(Beginning of Given records)
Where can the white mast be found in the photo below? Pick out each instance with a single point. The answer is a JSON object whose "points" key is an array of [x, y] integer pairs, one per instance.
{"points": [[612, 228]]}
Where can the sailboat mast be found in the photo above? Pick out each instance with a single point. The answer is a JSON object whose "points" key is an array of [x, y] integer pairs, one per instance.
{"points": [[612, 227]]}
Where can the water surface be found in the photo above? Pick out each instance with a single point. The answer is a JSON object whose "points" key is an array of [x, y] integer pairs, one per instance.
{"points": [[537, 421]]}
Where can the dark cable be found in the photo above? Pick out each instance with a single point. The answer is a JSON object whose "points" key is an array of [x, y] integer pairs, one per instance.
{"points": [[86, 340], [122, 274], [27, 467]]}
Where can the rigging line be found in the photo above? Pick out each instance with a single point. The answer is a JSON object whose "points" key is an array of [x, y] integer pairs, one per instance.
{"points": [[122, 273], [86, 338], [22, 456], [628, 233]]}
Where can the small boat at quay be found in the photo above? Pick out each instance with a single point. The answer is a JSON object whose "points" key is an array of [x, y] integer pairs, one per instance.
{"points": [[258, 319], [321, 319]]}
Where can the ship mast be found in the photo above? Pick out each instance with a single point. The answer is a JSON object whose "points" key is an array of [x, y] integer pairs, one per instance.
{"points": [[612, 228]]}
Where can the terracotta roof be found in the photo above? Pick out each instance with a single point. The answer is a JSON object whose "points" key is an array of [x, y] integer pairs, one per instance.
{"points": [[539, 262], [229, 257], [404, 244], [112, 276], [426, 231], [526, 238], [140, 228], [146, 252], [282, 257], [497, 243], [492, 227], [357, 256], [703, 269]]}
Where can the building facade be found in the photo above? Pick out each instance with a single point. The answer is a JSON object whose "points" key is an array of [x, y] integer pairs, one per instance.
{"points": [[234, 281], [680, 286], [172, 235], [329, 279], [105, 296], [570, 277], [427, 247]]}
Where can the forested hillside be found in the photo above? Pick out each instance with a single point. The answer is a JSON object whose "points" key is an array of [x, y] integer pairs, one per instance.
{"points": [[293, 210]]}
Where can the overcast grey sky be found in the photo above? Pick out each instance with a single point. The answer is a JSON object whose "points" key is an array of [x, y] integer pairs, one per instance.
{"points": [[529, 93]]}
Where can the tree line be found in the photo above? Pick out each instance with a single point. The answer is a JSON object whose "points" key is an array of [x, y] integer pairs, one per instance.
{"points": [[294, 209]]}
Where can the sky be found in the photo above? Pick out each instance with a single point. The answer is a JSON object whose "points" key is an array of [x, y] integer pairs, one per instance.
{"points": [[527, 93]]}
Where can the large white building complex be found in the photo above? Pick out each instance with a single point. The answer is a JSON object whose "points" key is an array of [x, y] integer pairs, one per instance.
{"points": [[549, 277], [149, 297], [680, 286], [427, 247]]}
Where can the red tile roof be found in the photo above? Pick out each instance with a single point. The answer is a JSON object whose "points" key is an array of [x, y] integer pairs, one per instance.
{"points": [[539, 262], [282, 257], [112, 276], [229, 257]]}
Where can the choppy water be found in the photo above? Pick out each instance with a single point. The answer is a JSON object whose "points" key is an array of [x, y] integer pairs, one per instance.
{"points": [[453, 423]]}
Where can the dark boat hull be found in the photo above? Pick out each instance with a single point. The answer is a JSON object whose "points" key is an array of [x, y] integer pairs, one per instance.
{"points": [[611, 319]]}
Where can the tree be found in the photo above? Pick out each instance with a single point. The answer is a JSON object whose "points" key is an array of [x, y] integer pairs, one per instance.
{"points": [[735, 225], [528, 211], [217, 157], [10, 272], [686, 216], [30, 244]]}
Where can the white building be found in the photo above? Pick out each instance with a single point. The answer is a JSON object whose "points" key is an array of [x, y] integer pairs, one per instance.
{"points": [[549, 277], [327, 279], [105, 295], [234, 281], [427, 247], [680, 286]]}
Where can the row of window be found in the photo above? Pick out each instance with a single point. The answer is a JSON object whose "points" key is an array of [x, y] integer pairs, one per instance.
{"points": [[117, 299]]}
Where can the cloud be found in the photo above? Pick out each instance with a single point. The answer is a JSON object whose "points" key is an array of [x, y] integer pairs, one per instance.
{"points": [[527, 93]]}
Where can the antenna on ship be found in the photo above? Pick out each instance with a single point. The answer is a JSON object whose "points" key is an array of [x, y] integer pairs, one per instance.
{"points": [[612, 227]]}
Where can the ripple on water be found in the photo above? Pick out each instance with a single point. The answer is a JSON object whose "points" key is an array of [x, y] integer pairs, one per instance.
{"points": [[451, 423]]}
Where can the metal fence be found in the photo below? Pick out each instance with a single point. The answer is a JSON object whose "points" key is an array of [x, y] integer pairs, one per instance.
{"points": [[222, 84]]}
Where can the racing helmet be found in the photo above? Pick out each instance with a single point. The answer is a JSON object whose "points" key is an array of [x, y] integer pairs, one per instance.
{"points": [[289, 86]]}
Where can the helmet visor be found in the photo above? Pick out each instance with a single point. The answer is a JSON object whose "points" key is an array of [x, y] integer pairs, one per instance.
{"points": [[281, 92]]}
(End of Given records)
Write out the whole listing once more, exactly as it reads.

→ **Task output**
Where can the white mast be found in the photo below? Pick out each instance with a single point. The answer is a JSON object whose "points" key is an array of [x, y] integer pairs, one per instance.
{"points": [[612, 228]]}
Where can the sailboat mast be found in the photo above? Pick out each instance with a single point. The answer is a JSON object whose "points" key is an array of [x, y] integer pairs, one per instance.
{"points": [[612, 227]]}
Where can the water surface be found in the photo above? Pick out each instance with a single point. The answer is a JSON object whose "points" key is an array of [x, y] integer pairs, one per instance.
{"points": [[537, 421]]}
Where can the dark cable be found in the photo above? Pick out each instance with a single point. The answer is a JSON object whose "points" key is an array of [x, y] integer pairs, one per instance.
{"points": [[86, 340], [122, 274], [27, 467]]}
Where can the rigging line be found in the photo above? Pick out each instance with a single point. The answer is a JSON object whose "points" key is an array of [x, y] integer pairs, one per instance.
{"points": [[122, 273], [86, 338], [22, 456], [628, 233]]}
Where can the small boat at quay be found in the photo above? Pick out each instance with a single point. The answer is a JSON object whose "points" key is an array of [x, y] integer pairs, one per instance.
{"points": [[258, 319], [321, 319]]}
Where can the ship mast be found in the photo above? Pick out each instance with a single point. The answer is a JSON object whose "points" key is an array of [x, y] integer pairs, one per instance.
{"points": [[612, 228]]}
Where can the terracotta roof be found in the photo above? Pick out each instance with a single point. The answer is a JSON object whose "points" key is an array of [x, y] integer pairs, one per instance.
{"points": [[539, 262], [229, 257], [404, 244], [112, 276], [426, 231], [526, 238], [140, 228], [146, 252], [282, 257], [497, 243], [492, 227], [357, 256], [703, 269]]}
Where can the building facade be found in the photo above? Pick out each instance with a single point. The answer is a JSON object whose "points" key is an array of [x, y] integer pairs, one per instance.
{"points": [[234, 281], [680, 286], [172, 235], [329, 279], [105, 296], [570, 277], [427, 247]]}
Where can the forested hillside be found in the photo above? Pick out each instance with a single point. The answer is a JSON object whose "points" key is an array of [x, y] integer pairs, one per instance.
{"points": [[293, 210]]}
Where can the overcast grey sky be found in the photo above? Pick out each instance with a single point. The answer is a JSON object whose "points" key is an array of [x, y] integer pairs, one per instance.
{"points": [[529, 93]]}
Where can the tree line be found in the photo above? Pick out each instance with a single point. The answer is a JSON object whose "points" key is an array of [x, y] integer pairs, one per instance.
{"points": [[294, 209]]}
Where can the sky be found in the photo above? Pick out each instance with a single point. The answer is a JSON object whose "points" key is an array of [x, y] integer pairs, one per instance.
{"points": [[527, 93]]}
Where can the large white building complex be found in the photo above? Pick out each instance with a single point. The answer is a JSON object whose "points" key is an array of [x, y] integer pairs, one per instance.
{"points": [[549, 277], [149, 297], [680, 286], [427, 247]]}
Where can the red tile roof be found in the photo above? Pick out each instance with a single point. The answer is a JSON object whose "points" key is an array of [x, y] integer pairs, one per instance.
{"points": [[539, 262], [282, 257], [112, 276], [229, 257]]}
Where can the choppy water be found in the photo above? Pick out each instance with a single point. The answer is a JSON object whose "points" key is an array of [x, y] integer pairs, one per instance.
{"points": [[453, 423]]}
Where can the dark boat hull be found in the photo above? Pick out each instance with a single point. The answer is a JSON object whose "points" key is an array of [x, y] integer pairs, one per instance.
{"points": [[611, 319]]}
Where can the tree be found in the photo above? Pick out each instance with a single point. The answer is a JSON object whose "points" key is an array of [x, y] integer pairs, one per instance.
{"points": [[735, 225], [528, 211], [217, 157], [10, 272], [686, 216], [30, 244]]}
Where can the white building be found in the photo above? Pick out each instance with a single point. The answer is a JSON object whose "points" key is an array of [x, y] integer pairs, one per instance.
{"points": [[549, 277], [327, 279], [105, 295], [234, 281], [427, 247], [680, 286]]}
Where can the row of window be found in the photo above? Pick out each instance with a single point. The answer is a JSON object whose "points" key is an array of [x, y] integer pairs, one per instance.
{"points": [[117, 299]]}
Where can the cloud be found in the photo above? Pick out each instance with a single point. The answer is a JSON object whose "points" key is an array of [x, y] integer pairs, one per instance.
{"points": [[527, 93]]}
Where can the antenna on ship be found in the photo above? Pick out each instance with a single point. The answer is a JSON object whose "points" key is an array of [x, y] integer pairs, one per instance.
{"points": [[612, 227]]}
Where can the ripple on water be found in the photo above? Pick out each instance with a single point. The answer is a JSON object whose "points" key is an array of [x, y] integer pairs, one per instance.
{"points": [[451, 423]]}
Where can the metal fence be found in the photo below? Pick out each instance with a single point. The answer is a JSON object whose "points" key is an array of [x, y] integer pairs, one per instance.
{"points": [[222, 84]]}
Where can the racing helmet be found in the photo above? Pick out each instance with a single point. The answer is a JSON object whose "points" key is an array of [x, y] integer pairs, one per instance.
{"points": [[289, 86]]}
Where can the helmet visor be found in the photo above? Pick out each instance with a single point. The answer is a JSON object whose "points" key is an array of [x, y] integer pairs, one per instance.
{"points": [[281, 92]]}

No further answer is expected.